** Task instructions **
From the records below, pull out word for word the part that opens with the line containing "Exercise. Mark the person's" and closes with the line containing "pixel 293 226". Include both of those lines.

** Supplied records **
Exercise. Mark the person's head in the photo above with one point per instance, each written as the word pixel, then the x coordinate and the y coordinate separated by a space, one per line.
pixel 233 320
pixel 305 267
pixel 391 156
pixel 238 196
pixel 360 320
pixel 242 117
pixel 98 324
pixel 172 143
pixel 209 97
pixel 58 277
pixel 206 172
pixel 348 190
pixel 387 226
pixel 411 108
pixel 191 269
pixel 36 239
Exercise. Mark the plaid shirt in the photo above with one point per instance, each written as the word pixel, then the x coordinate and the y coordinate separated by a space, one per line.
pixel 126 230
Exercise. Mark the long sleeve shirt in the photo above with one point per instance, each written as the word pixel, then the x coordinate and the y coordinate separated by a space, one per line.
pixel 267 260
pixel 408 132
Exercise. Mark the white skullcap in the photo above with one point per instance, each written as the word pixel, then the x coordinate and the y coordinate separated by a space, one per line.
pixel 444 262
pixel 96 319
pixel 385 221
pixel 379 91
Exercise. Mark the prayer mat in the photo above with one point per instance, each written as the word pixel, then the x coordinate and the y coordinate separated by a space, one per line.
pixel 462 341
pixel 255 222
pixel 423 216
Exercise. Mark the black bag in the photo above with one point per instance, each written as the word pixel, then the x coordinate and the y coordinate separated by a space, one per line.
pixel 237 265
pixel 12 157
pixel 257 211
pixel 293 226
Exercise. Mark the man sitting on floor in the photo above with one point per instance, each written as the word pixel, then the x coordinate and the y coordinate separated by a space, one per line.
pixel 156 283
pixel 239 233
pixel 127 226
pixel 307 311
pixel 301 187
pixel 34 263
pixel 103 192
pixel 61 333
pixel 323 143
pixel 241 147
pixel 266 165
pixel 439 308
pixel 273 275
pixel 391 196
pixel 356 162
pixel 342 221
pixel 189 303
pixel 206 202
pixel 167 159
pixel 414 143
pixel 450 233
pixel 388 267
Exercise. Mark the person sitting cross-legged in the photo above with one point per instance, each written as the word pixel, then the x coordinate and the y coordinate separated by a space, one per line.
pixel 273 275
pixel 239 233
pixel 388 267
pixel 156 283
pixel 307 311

* * *

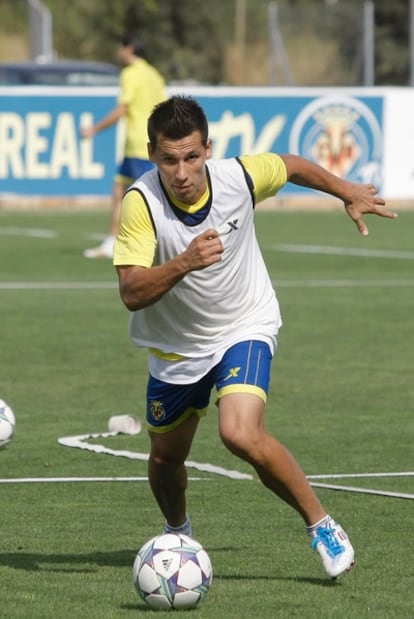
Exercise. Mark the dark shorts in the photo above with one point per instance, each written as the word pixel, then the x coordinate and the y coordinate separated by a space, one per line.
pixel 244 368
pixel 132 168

---

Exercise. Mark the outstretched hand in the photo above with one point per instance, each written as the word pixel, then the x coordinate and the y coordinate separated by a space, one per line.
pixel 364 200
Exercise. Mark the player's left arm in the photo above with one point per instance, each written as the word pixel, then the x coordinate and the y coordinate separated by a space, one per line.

** Exercise solution **
Exercise. Mark the person's head in the photo above with one point per instance, each written as the word pixel, then the x coordinate and the y coordinate separated by a space, one per line.
pixel 233 320
pixel 305 267
pixel 391 156
pixel 238 196
pixel 360 320
pixel 242 117
pixel 98 324
pixel 172 143
pixel 209 97
pixel 58 277
pixel 206 172
pixel 348 190
pixel 387 226
pixel 411 108
pixel 191 269
pixel 36 239
Exercise. Mark the plaid shirt in the photo above with one point per instance, each written as the word pixel, then the x coordinate and the y coordinate separated by a space, one per line.
pixel 126 230
Exercise. Mark the long sleeve shirt in the photo above with one point per instance, each written as the word pixel, then the x coordinate and the y coordinate separated by a space, one per line.
pixel 267 260
pixel 408 132
Exercise. Mark the white skullcap in the photo above with one point per instance, each written as the word pixel, then the x coordinate and the y coordinate separated by a space, one per line.
pixel 444 262
pixel 96 319
pixel 385 221
pixel 379 91
Exercise. Mark the prayer mat in the photo above with one point per instance, each written as the word pixel, then the x coordinate and the y coordinate separated by a space, one per line.
pixel 462 341
pixel 255 222
pixel 423 216
Exercise. Mark the black bag in the photo above with one point per instance, each written as the word pixel, then the x coordinate and the y coordinate separated by a space, one per line.
pixel 237 265
pixel 12 157
pixel 257 211
pixel 293 226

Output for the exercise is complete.